- Born: Aroldo
- Died: 17 March 1168 Gloucester, England

= Harold of Gloucester =

English child, death falsely attributed to a blood libel

Harold of Gloucester (died 1168) was a supposed child martyr who was falsely claimed by Benedictine monks to have been ritually murdered by Jews in Gloucester, England, in 1168. The claims arose in the aftermath of the circulation of the first blood libel myth following the unsolved murder of William of Norwich. A Christian cult and veneration of Harold was briefly promoted in Gloucester, but soon died out.

==Context==
He is one of a small group of 12th-century English unofficial saints of strikingly similar characteristics: they were all young boys, all mysteriously found dead and all hailed as martyrs to alleged anti-Christian practices among Jews. Contemporary assumptions made about the circumstances of their deaths evolved into the blood libel.

The accusations following Harold's death came after widely circulated claims of Jewish ritual child-murder in the case of William of Norwich, who died in 1144. The stories created about Harold's death were followed by similar claims about Robert of Bury. The phenomenon culminated in the trials and executions occasioned by the death of Hugh of Lincoln.

▸ Problem a
Can you duplicate the passage on Harold of Gloucester word for word, starting at "Harold of Gloucester (died" and ending at "the blood libel."?

▸ Exercise inputs
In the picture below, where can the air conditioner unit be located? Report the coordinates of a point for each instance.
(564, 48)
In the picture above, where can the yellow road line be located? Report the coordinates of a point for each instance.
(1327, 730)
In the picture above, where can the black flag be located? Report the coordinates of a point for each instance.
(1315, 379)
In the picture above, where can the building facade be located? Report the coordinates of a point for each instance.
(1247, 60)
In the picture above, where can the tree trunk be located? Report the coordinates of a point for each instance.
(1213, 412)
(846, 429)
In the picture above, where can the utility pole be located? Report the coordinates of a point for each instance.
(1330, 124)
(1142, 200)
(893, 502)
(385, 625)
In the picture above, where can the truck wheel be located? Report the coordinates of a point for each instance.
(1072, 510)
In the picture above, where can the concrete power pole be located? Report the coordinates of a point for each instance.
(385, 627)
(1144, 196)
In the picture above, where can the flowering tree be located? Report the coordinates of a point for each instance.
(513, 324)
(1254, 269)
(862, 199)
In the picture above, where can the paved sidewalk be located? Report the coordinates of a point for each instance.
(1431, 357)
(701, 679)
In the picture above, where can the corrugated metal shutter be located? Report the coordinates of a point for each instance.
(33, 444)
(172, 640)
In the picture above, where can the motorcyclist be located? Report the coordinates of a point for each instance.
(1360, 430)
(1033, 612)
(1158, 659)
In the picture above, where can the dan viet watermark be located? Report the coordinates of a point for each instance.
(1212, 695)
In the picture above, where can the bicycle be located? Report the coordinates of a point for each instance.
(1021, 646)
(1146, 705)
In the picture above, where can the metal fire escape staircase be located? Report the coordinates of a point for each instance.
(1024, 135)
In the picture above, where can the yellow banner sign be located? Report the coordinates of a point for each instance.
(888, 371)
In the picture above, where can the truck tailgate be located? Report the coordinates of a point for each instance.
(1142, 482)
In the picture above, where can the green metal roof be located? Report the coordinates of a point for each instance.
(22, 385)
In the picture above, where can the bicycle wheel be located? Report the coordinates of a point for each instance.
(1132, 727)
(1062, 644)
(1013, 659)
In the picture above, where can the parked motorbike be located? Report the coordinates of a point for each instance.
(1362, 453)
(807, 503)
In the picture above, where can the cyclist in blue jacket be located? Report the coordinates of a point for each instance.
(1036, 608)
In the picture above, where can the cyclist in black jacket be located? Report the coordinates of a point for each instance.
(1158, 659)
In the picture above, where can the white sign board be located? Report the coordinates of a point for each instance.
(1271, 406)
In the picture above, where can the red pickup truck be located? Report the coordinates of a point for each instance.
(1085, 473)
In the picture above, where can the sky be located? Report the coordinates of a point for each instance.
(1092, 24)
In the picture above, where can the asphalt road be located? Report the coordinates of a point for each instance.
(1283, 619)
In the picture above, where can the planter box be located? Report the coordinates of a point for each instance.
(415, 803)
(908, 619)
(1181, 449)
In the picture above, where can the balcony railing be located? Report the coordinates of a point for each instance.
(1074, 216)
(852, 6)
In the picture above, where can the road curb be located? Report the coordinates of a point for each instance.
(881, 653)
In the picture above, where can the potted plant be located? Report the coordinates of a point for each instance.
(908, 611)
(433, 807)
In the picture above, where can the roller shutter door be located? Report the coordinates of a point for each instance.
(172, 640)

--

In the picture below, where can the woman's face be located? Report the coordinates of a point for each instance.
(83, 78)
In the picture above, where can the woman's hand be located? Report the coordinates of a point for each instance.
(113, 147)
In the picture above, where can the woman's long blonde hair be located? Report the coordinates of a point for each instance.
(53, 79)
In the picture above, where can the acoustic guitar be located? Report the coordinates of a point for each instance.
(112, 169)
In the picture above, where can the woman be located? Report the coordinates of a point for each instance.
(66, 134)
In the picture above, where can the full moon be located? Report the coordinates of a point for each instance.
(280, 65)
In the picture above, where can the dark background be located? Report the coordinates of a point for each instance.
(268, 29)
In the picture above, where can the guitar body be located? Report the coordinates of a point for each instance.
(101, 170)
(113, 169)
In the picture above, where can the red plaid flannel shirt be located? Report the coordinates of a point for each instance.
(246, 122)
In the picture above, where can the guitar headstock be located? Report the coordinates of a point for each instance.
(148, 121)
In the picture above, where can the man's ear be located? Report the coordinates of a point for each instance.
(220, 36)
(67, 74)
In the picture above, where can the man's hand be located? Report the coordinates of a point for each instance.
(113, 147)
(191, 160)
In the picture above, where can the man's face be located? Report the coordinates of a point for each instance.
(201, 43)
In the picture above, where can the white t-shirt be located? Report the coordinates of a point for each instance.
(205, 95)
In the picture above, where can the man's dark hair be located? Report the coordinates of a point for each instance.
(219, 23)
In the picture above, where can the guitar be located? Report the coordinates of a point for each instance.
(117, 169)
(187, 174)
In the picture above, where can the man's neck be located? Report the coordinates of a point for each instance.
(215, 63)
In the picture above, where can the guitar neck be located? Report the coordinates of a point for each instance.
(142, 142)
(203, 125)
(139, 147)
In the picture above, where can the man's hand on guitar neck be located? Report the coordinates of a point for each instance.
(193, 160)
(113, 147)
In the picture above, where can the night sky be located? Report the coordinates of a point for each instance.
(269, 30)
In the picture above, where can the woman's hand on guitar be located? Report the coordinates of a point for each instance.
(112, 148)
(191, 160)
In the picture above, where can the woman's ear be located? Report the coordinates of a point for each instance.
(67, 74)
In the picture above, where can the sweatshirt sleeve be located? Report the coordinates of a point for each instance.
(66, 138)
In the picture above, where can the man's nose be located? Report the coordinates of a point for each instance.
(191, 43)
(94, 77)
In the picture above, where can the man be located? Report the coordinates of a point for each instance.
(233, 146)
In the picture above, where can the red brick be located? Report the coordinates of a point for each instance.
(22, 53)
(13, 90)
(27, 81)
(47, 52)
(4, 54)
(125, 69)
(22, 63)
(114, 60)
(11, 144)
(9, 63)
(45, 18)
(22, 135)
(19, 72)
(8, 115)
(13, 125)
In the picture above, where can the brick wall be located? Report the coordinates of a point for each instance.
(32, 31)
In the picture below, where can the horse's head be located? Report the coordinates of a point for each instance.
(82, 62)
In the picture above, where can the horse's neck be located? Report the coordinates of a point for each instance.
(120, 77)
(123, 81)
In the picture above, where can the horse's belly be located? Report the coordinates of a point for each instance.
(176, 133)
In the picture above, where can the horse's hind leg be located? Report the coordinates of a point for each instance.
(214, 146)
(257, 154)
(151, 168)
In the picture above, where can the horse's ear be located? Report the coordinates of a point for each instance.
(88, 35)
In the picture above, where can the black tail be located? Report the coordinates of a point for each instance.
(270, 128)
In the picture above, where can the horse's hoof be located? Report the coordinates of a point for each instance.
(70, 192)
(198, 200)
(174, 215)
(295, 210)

---

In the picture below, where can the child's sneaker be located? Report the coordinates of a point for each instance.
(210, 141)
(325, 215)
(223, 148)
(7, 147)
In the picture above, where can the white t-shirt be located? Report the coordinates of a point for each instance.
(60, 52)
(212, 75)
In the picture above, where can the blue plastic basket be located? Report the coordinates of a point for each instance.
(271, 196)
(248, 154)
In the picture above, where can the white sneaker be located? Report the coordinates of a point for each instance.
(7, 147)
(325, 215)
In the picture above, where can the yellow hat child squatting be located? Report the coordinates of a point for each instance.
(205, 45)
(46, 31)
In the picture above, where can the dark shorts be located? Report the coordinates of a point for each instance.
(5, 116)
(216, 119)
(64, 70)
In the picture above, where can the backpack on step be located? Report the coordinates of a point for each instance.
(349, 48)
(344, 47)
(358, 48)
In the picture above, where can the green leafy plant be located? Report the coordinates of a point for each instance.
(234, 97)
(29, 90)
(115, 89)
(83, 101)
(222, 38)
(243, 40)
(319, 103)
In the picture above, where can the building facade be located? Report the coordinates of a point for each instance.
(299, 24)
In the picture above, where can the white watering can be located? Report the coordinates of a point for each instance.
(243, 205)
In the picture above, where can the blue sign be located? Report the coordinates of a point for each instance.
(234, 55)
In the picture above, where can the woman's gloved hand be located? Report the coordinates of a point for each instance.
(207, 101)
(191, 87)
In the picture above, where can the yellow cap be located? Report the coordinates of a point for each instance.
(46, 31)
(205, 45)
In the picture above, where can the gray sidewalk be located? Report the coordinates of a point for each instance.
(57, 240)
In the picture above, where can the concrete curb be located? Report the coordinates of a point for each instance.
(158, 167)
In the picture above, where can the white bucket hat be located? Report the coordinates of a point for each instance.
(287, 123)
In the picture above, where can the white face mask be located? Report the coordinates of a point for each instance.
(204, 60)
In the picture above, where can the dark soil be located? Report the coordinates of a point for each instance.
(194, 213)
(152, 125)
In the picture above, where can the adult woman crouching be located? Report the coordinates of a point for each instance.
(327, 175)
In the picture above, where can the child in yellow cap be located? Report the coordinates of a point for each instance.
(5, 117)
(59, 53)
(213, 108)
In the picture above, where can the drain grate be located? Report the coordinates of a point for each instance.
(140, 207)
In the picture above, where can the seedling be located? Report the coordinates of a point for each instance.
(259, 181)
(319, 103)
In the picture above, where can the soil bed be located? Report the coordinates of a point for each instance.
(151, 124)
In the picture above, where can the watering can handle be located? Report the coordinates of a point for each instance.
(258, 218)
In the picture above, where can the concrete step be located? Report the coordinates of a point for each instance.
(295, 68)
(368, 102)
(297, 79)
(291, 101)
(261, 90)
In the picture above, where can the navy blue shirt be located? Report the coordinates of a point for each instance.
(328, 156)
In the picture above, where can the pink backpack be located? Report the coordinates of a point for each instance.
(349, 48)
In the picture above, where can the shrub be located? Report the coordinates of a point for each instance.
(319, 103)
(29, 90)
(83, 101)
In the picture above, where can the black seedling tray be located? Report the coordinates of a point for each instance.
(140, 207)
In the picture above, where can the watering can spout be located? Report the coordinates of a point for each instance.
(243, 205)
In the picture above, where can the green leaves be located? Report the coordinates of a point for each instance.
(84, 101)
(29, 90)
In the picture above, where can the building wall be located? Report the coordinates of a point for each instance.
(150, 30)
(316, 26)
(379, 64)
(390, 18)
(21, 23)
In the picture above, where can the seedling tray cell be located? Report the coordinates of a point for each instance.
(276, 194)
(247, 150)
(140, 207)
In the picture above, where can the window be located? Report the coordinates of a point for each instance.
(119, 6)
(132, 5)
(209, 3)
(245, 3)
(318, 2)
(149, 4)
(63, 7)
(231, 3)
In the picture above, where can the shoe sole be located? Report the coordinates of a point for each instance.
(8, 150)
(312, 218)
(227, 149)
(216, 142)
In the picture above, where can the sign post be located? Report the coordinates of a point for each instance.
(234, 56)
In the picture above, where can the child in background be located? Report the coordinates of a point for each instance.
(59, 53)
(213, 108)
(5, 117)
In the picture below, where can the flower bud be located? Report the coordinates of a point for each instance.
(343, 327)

▸ Problem b
Which lines of the entries contain the string "horse" with matching case? Copy each of those lines.

▸ Full response a
Harold of Gloucester (died 1168) was a supposed child martyr who was falsely claimed by Benedictine monks to have been ritually murdered by Jews in Gloucester, England, in 1168. The claims arose in the aftermath of the circulation of the first blood libel myth following the unsolved murder of William of Norwich. A Christian cult and veneration of Harold was briefly promoted in Gloucester, but soon died out.

==Context==
He is one of a small group of 12th-century English unofficial saints of strikingly similar characteristics: they were all young boys, all mysteriously found dead and all hailed as martyrs to alleged anti-Christian practices among Jews. Contemporary assumptions made about the circumstances of their deaths evolved into the blood libel.

▸ Full response b
In the picture below, where can the horse's head be located? Report the coordinates of a point for each instance.
In the picture above, where can the horse's neck be located? Report the coordinates of a point for each instance.
In the picture above, where can the horse's belly be located? Report the coordinates of a point for each instance.
In the picture above, where can the horse's hind leg be located? Report the coordinates of a point for each instance.
In the picture above, where can the horse's ear be located? Report the coordinates of a point for each instance.
In the picture above, where can the horse's hoof be located? Report the coordinates of a point for each instance.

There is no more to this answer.